Reproduce the records below in full and exactly, without their images.

::::::

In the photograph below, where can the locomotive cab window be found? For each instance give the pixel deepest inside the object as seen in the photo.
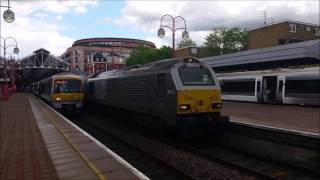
(195, 76)
(67, 86)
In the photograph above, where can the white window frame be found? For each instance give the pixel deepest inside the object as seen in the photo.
(293, 28)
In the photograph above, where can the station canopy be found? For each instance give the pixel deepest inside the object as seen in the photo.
(41, 64)
(282, 56)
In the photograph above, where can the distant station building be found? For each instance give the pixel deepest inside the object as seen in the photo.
(282, 32)
(193, 51)
(304, 53)
(8, 72)
(96, 55)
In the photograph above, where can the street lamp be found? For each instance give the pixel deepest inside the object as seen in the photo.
(8, 15)
(173, 28)
(15, 51)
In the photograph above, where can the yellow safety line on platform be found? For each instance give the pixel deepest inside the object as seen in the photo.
(95, 170)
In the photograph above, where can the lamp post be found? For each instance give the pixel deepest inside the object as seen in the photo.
(8, 15)
(173, 28)
(15, 51)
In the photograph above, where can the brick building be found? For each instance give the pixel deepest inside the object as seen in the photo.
(283, 32)
(96, 55)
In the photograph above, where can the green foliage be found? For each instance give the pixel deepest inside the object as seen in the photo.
(222, 40)
(143, 55)
(187, 42)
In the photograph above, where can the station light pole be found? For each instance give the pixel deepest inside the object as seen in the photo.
(15, 51)
(173, 28)
(8, 17)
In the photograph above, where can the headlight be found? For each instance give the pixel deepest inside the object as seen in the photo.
(185, 106)
(216, 105)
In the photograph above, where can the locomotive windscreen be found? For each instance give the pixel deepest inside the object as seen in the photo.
(67, 86)
(193, 76)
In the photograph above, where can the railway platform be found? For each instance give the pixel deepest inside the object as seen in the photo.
(39, 143)
(302, 119)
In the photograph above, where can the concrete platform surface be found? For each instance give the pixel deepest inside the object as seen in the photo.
(39, 143)
(297, 118)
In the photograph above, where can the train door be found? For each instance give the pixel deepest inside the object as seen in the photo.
(160, 92)
(280, 89)
(259, 89)
(269, 89)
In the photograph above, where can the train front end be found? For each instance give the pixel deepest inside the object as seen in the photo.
(199, 95)
(67, 93)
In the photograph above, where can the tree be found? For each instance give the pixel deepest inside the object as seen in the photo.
(185, 43)
(222, 40)
(143, 55)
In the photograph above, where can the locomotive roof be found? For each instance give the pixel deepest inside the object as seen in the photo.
(307, 70)
(69, 74)
(155, 65)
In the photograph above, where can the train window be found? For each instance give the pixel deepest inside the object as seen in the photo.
(302, 87)
(239, 87)
(67, 86)
(161, 85)
(195, 76)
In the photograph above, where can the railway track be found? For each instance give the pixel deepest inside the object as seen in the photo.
(183, 163)
(203, 160)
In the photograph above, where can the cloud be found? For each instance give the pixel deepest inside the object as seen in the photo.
(37, 24)
(107, 21)
(202, 16)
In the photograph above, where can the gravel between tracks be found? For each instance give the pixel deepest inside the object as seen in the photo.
(195, 166)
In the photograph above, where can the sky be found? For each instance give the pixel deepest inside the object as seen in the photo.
(56, 24)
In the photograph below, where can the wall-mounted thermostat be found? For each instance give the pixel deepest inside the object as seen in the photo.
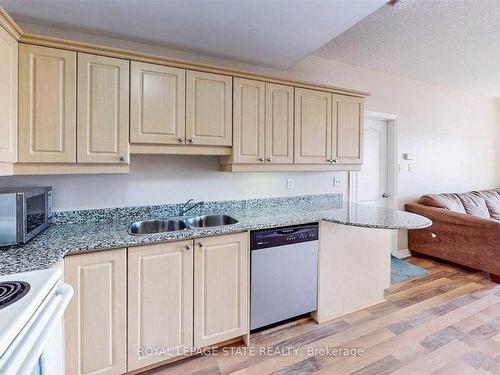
(408, 156)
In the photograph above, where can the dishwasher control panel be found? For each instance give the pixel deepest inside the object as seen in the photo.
(261, 239)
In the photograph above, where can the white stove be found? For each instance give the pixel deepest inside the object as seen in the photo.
(31, 309)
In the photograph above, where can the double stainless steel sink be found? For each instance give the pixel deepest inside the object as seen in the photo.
(154, 226)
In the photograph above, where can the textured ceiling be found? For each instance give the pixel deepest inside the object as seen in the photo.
(272, 33)
(449, 43)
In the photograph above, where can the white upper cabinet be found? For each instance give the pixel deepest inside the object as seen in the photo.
(249, 121)
(313, 126)
(208, 109)
(157, 104)
(8, 97)
(103, 109)
(263, 122)
(279, 123)
(347, 129)
(47, 105)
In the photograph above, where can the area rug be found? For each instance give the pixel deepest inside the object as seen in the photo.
(402, 271)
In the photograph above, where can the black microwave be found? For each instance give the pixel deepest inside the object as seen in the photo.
(24, 212)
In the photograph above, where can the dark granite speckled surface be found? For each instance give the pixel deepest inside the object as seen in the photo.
(90, 230)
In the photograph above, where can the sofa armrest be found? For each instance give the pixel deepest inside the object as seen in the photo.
(441, 215)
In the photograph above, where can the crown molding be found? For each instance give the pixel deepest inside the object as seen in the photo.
(10, 25)
(53, 42)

::::::

◆ **Output of the exercise**:
In the photograph below, where can the locomotive cab window be found? For each instance give the pixel deepest inside the object as seen in the photo.
(195, 76)
(67, 86)
In the photograph above, where can the white window frame be found? For each instance give the pixel deepest inside the object as seen in the photo.
(293, 28)
In the photograph above, where can the station canopy be found? For each instance give the pixel deepest inside the object as seen in the photo.
(41, 64)
(282, 56)
In the photograph above, where can the distant station building be found? For each instance give the pixel deepest inside the object as seen in the photo.
(282, 32)
(193, 51)
(304, 53)
(8, 72)
(96, 55)
In the photograph above, where can the street lamp be found? For each instance give the pixel deepest inside the object as seen in the photo.
(8, 15)
(173, 28)
(15, 51)
In the photograph above, where can the yellow safety line on platform be found? For each instance give the pixel deepest inside the object as seen in the photo.
(95, 170)
In the photograph above, where can the lamp post be found? For each instance give the pixel deepest inside the object as seen in the photo.
(8, 15)
(173, 28)
(15, 51)
In the photograph above, where can the brick building be found? For each instance give the pixel deepest inside the object as seen in the photo.
(283, 32)
(96, 55)
In the photograph above, where can the green foliage be found? For each instance give the pixel deepest inside the object as seen in the photo.
(222, 40)
(143, 55)
(187, 42)
In the photograph above, where can the station light pole be found? For each instance give the pixel deepest inside the object as seen in the photo.
(15, 51)
(173, 28)
(8, 17)
In the photograph above, where can the headlight be found? For each instance give the pixel deepest inside the object as seen in the photo.
(185, 106)
(216, 105)
In the photograph above, where can the locomotive windscreen be found? For each instance give the pixel deepest inside the object as seen in the photo.
(67, 86)
(193, 76)
In the photograph above, where can the railway platform be found? For each instance give the pixel deepest inside the object as seen in the photo.
(39, 143)
(302, 119)
In the photograph above, where can the concrete platform surface be found? For each instance give the pixel deepest inside the object as seen in the photo.
(39, 143)
(297, 118)
In the photograph above, where can the train door be found? For each instance give the pixel deepest inside the object as seen in the photo.
(160, 92)
(280, 89)
(259, 89)
(269, 89)
In the photograph above, where can the train front end be found? For each instance give the pixel deepest inside the object as seen in the photo.
(199, 95)
(67, 93)
In the photograph above, where can the tree be found? For each instance give the pixel deepest inside the object as seen in the photo.
(185, 43)
(222, 40)
(143, 55)
In the photograph above, where can the locomotive roof be found? For each instance give the pixel deepest inside the object as seen in the photo.
(307, 70)
(69, 74)
(155, 65)
In the photograph above, where can the train window be found? For each instance give the pixel deepest inside the object as seen in the photo.
(302, 87)
(239, 87)
(67, 86)
(161, 85)
(195, 76)
In the photograph above, where can the railway track be found? For each instance give the pixel deepest inside the object as seen in the photo.
(183, 163)
(203, 160)
In the photograph above, where can the cloud be found? For each instance give the pixel deepest inside the object as seen in the photo.
(37, 24)
(107, 21)
(202, 16)
In the photograph above, where can the gravel between tracks be found? For each instance give the pixel deepest inside the object as seen in the photo.
(195, 166)
In the photograph above, where can the sky be found? For each instance give the pixel deepest inside the object as seen in the photo.
(56, 24)
In the photograph below, where can the wall-mounted thermostat be found? For each instance give the pixel deepest inside the object as seen in the photo.
(408, 156)
In the photograph above, where can the dishwasher control panel be found? For each instance give the pixel deepest inside the object as seen in the photo.
(261, 239)
In the photograph above, where can the white stove be found? For each instance give the pixel deepest inside the object as seen in the photo.
(31, 309)
In the photograph above, where can the double stainless steel sink be found? For each instance give the pixel deepest inside the object as seen in the photo.
(154, 226)
In the photograph above, where can the textured ceiling be found? For each instance give the pixel deepest inside the object as seen in the photo.
(272, 33)
(449, 43)
In the photograph above, where can the white upper cabinet be found? For each instance give the pixel deepest inside the object as seen in the photo.
(249, 121)
(313, 126)
(208, 109)
(157, 104)
(8, 97)
(103, 109)
(263, 122)
(279, 123)
(347, 129)
(47, 105)
In the photograph above, where can the area rug be found? For each instance give the pixel deepest inside the object as seen in the photo.
(402, 271)
In the photograph above, where can the black microwave be found? For each instance give the pixel deepest inside the object as seen in the photo.
(24, 212)
In the photograph above, where can the dark granite speckled surface be found? For each instance give the pixel deepest inside the object as seen in the photo.
(90, 230)
In the photograph above, where can the sofa armrest be found? For each instance give the pixel deepest inside the object as seen in the photo.
(441, 215)
In the photograph above, where can the crown molding be found? For each instance give the pixel deepest inside the object as seen in the photo.
(10, 25)
(53, 42)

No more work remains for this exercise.